PROBLEM STATEMENT
Repeat, exactly and completely, the entries shown underneath.
#####
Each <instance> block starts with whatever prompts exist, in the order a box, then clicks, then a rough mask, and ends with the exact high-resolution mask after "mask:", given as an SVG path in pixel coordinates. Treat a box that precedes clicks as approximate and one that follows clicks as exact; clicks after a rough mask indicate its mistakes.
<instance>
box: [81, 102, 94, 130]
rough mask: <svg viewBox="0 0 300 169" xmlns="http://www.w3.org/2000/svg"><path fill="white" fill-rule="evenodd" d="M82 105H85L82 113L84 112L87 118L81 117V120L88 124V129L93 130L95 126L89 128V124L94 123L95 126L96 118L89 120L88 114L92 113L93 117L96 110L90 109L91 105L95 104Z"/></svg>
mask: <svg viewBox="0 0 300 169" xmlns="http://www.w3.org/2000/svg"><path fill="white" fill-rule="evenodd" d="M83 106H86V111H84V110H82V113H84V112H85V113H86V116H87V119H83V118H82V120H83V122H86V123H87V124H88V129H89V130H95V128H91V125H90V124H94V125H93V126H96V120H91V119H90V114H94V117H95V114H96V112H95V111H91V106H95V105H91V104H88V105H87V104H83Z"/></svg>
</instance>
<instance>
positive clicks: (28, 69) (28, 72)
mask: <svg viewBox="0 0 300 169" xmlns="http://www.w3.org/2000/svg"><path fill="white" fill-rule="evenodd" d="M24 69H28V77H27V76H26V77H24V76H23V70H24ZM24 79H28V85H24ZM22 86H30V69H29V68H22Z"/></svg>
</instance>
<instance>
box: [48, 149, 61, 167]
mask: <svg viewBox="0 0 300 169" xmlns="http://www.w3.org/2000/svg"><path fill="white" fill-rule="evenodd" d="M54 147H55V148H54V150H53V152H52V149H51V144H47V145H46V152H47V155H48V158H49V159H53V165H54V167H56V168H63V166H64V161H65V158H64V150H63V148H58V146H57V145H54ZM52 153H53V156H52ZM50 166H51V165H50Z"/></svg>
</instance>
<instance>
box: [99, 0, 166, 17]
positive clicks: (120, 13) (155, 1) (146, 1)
#####
EXERCISE RESULT
Each <instance> block starts with whatever prompts exist, in the order a box, then clicks, then a rough mask, and ends with the exact high-resolution mask after "mask:", given as an SVG path in pixel coordinates. Treat a box that precedes clicks as approximate and one that follows clicks as exact; clicks after a rough mask indicate its mistakes.
<instance>
box: [81, 102, 94, 130]
rough mask: <svg viewBox="0 0 300 169" xmlns="http://www.w3.org/2000/svg"><path fill="white" fill-rule="evenodd" d="M82 105H85L82 113L84 112L87 118L81 117V120L88 124V129L93 130L95 126L89 128V124L94 123L95 126L96 118L89 120L88 114L92 113L93 117L96 110L90 109L91 105L95 104Z"/></svg>
mask: <svg viewBox="0 0 300 169" xmlns="http://www.w3.org/2000/svg"><path fill="white" fill-rule="evenodd" d="M83 106H86V111H84V110H82V113H84V112H85V113H86V116H87V119H83V118H82V120H83V122H86V123H87V124H88V129H89V130H95V128H91V125H90V124H94V125H93V126H96V120H91V119H90V114H94V117H95V114H96V112H95V111H91V106H95V105H91V104H88V105H87V104H83Z"/></svg>
</instance>
<instance>
positive clicks: (28, 69) (28, 72)
mask: <svg viewBox="0 0 300 169" xmlns="http://www.w3.org/2000/svg"><path fill="white" fill-rule="evenodd" d="M24 69H28V77H27V76H26V77H24V76H23V70H24ZM24 79H28V85H24ZM22 86H30V69H29V68H22Z"/></svg>
</instance>
<instance>
box: [48, 149, 61, 167]
mask: <svg viewBox="0 0 300 169" xmlns="http://www.w3.org/2000/svg"><path fill="white" fill-rule="evenodd" d="M54 147H55V148H54V150H53V152H52V149H51V144H47V145H46V152H47V155H48V158H49V159H53V165H54V167H56V168H63V166H64V161H65V158H64V150H63V148H58V146H57V145H54ZM52 153H53V156H52ZM50 166H51V165H50Z"/></svg>
</instance>
<instance>
box: [99, 0, 166, 17]
positive clicks: (120, 13) (155, 1) (146, 1)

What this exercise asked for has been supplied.